## Problem requirements:
Keep the pictures out and restate every record exactly.

## Exercise data:
§ §

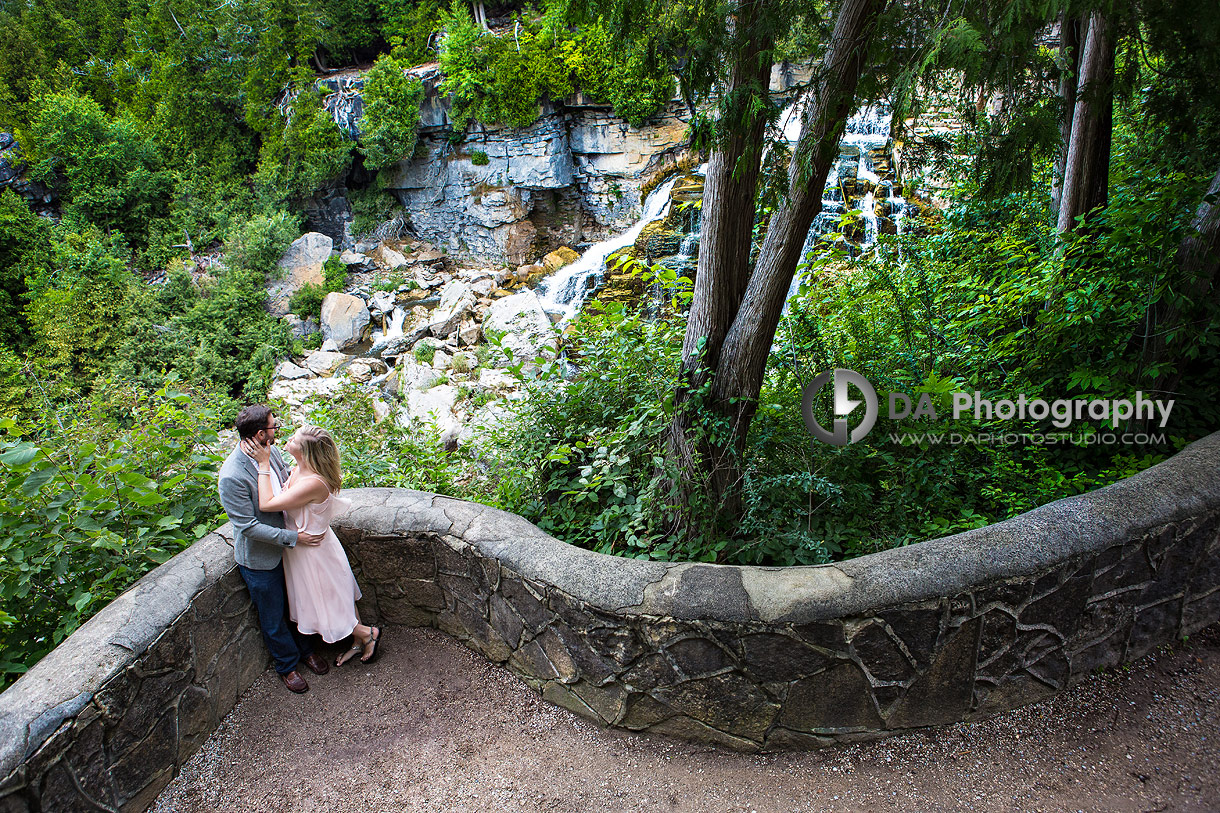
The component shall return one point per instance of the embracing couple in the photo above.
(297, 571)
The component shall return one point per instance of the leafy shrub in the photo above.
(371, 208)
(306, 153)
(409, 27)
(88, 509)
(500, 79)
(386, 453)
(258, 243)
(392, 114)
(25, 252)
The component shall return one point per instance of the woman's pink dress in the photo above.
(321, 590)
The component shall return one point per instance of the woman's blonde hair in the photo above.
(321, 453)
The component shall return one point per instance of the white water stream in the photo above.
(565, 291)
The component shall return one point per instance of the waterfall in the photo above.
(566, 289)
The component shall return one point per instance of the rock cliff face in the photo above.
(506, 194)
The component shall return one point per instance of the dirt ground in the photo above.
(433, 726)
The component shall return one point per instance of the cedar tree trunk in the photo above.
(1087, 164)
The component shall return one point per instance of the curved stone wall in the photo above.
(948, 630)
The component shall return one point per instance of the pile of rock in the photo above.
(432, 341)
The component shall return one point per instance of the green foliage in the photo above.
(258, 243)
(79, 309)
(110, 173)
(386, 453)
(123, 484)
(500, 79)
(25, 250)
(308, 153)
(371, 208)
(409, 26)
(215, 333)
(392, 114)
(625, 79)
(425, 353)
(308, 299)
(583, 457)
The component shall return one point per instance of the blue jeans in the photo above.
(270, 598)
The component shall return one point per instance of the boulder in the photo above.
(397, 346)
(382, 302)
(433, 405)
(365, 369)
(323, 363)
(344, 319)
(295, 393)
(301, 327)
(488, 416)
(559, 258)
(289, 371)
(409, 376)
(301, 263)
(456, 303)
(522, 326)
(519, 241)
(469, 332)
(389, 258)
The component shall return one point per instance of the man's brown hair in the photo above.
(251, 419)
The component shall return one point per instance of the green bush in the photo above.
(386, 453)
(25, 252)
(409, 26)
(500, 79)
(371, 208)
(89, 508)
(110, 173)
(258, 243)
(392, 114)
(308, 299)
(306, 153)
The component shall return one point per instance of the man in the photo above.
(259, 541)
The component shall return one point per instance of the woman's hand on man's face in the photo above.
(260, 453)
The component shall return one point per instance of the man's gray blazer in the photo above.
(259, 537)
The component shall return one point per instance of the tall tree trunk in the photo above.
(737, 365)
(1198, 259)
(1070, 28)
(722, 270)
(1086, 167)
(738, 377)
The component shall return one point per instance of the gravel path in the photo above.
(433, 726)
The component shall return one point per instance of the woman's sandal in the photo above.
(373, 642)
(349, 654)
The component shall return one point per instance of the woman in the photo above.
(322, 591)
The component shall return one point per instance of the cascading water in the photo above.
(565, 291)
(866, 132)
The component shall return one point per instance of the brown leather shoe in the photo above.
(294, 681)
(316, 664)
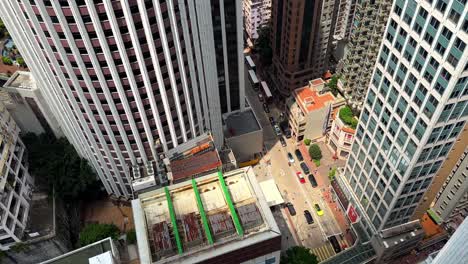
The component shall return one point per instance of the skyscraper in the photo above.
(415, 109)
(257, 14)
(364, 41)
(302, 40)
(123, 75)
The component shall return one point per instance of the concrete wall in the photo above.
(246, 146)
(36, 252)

§ §

## Response to this exercise:
The component shall return one point per instance of the embracing couple in the photo above.
(297, 571)
The component shall return one point per instance of the leafy shrub in the photo above.
(371, 208)
(306, 153)
(409, 27)
(88, 509)
(500, 79)
(386, 453)
(258, 243)
(392, 114)
(25, 252)
The component shall return one point per instance of the woman's pink dress in the photo above.
(321, 590)
The component shall return one point per instance of the woman's blonde hair in the photo above.
(321, 453)
The component shall return one point per instance of the white water stream in the photo above.
(565, 291)
The component shall return one point per instance of the waterfall in the photo above.
(566, 289)
The component shall return one point per instance of the rock cliff face in the photo above.
(506, 194)
The component shall return one point per instance of the dirt ground in the photo above.
(433, 726)
The component shall return one point per instance of the cedar tree trunk in the photo above.
(1087, 164)
The component shall return one point per instance of the curved stone wall in the photo above.
(948, 630)
The component shall return one point per instance of the pile of rock in the photo above.
(432, 341)
The component shall return one point per instance of the green foliage in the photo above.
(258, 243)
(79, 309)
(110, 173)
(386, 453)
(123, 484)
(500, 79)
(25, 250)
(308, 153)
(371, 208)
(409, 26)
(215, 333)
(392, 114)
(625, 79)
(425, 353)
(308, 299)
(583, 457)
The component shall return one point per instance of the blue jeans in the photo above.
(270, 598)
The component shall return one point per instance of the boulder in the photo above.
(397, 346)
(382, 302)
(433, 405)
(365, 369)
(323, 363)
(344, 319)
(295, 393)
(301, 327)
(488, 416)
(559, 258)
(289, 371)
(409, 376)
(301, 263)
(456, 303)
(522, 326)
(519, 241)
(469, 332)
(389, 258)
The component shall return one point per instance of the man's brown hair in the photo above.
(251, 419)
The component shall return one point per instance of the green bush in the photo above.
(386, 453)
(25, 252)
(409, 26)
(500, 79)
(371, 208)
(89, 508)
(110, 173)
(258, 243)
(392, 114)
(308, 299)
(306, 153)
The component shall return one point per instance of the man in the photo above.
(259, 541)
The component shall return one point per instance of the woman's hand on man's face in the photo above.
(260, 453)
The component shall return one point per instance of the man's gray blazer in the photo above.
(259, 537)
The component shall return one point per instance of the tall tree trunk in the photo above.
(737, 365)
(1198, 259)
(1070, 28)
(722, 270)
(1086, 167)
(738, 377)
The component shall return one point per instance of the gravel path in the photo above.
(433, 726)
The component shall return one point per instance of the woman's sandal in the photo above.
(373, 642)
(349, 654)
The component shall return one point per instance of the woman in the photo above.
(322, 591)
The component shall return one point per instance of the cascading water in the photo above.
(565, 291)
(866, 132)
The component shall return one point per instance of the brown leather shoe in the photo above.
(294, 681)
(316, 664)
The component shall return one point per instance of the skyscraper in the photo above.
(415, 109)
(257, 14)
(364, 41)
(302, 40)
(123, 75)
The component shall return one point per instance of the concrete wall in the photo above.
(246, 146)
(36, 252)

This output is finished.